Naamgeving
Indische gans (Anser indicus). E: Bar-headed Goose, D: Streifengans, F: Oie à tête barrée.
Uiterlijk
Deze opvallende exoot is herkenbaar aan het wit-grijze verenkleed en de dubbele zwarte streep op de kop. De soort komt oorspronkelijk uit Midden-Azië en is bekend om zijn vermogen om op extreem grote hoogte, over de Himalaya, te vliegen tijdens de trek.
Lengte: ± 68–78 cm
Spanwijdte: ± 142–186 cm
Biotoop en leefwijze
Indische ganzen zijn verwilderde vogels die oorspronkelijk uit watervogelcollecties komen. Ze trekken vaak op met grauwe ganzen en soepganzen en broeden in Nederland, met name in het rivierengebied (zoals Utrecht). Ze kiezen halfopen landschappen met moeras, struweel en riet voor hun broedplaatsen, vaak moeilijk bereikbaar. Nestlocaties zijn vaak op de grond, goed verborgen in riet of onder struiken. Langs de Lek broeden ze ook op kribben en stuweilanden. Paren zijn honkvast.
Ruiperiode
Half juni – eind juli
Broedwijze
Semikoloniaal – koloniaal
Indische ganzen broeden zowel solitair als in kolonies, soms samen met andere soorten zoals grauwe ganzen of soepganzen. In Nederland begint de eileg eerder dan in hun natuurlijke broedgebied (China, Tibet en Mongolië), vermoedelijk door het mildere klimaat. Er zijn ook kruisingen waargenomen met grauwe ganzen, soepganzen en brandganzen.
Voortplanting
- Broedperiode: begin april – eind juni
In Nederland leggen Indische ganzen eieren tussen begin april en eind mei. De meeste jongen komen uit in de vierde week van mei. In Zuid-Holland valt de broedperiode voornamelijk in mei en juni.
Voedsel
Indische ganzen eten hoofdzakelijk grassen.
Voorkomen
Indische ganzen komen in alle provincies van Nederland voor. In 2005 werd het aantal broedparen geschat op 100; tegenwoordig ligt dat rond de 150. De totale populatie wordt geschat op 300–400 exemplaren.
Bejaging
Beheer en eventuele bejaging van Indische ganzen gebeurt op provinciaal niveau.
Literatuur
- van Dorst (2011). Teldata en methode voor overzomerende ganzen in Nederland. Wageningen University.
- van Horssen, P. & Lensink, R. (2000). Een snelle toename van de Indische Gans in Nederland. Limosa 73(3), 97–104.
- van der Jeugd H.P. et al. (2006a). Overzomerende ganzen in Nederland – grenzen aan de groei. Sovon-onderzoeksrapport 2006/02.
- Lensink, R. & P. van Horssen (2002). Indische gans Anser indicus. In: Atlas van de Nederlandse broedvogels. De Nederlandse fauna, dl. V. Naturalis/KNNV, Leiden, Utrecht, p. 102–103.
- Lensink et al. (2010). Faunabeheerplan zomerganzen Zuid-Holland. Rapportnr. 09-115.

→ Gegevens:
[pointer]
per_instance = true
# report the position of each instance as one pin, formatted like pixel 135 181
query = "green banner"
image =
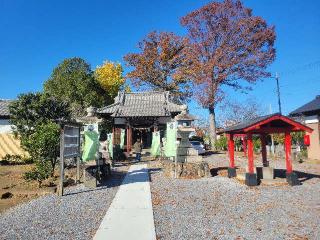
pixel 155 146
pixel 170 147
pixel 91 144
---
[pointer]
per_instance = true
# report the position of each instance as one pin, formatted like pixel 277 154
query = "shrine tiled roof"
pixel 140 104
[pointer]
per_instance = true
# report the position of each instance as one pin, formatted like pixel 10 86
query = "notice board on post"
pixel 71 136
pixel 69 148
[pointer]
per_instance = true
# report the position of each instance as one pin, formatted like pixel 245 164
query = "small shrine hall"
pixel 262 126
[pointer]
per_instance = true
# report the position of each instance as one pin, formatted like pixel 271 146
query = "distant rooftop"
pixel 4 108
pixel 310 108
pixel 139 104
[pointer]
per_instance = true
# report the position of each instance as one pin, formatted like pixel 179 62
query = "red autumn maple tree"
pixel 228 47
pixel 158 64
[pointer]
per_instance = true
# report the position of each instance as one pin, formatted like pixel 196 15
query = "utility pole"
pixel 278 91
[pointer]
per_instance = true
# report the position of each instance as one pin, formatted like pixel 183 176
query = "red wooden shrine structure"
--
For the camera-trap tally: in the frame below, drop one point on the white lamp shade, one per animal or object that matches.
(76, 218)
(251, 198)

→ Opdracht: Leg in één tot drie zinnen uit waarom Indische ganzen volgens de tekst over de Indische gans in Nederland eerder met de eileg beginnen dan in hun natuurlijke broedgebied.

→ Jouw antwoord: Dat komt vermoedelijk door het mildere klimaat. Daardoor begint de eileg in Nederland eerder dan in China, Tibet en Mongolië, waar de soort van nature broedt.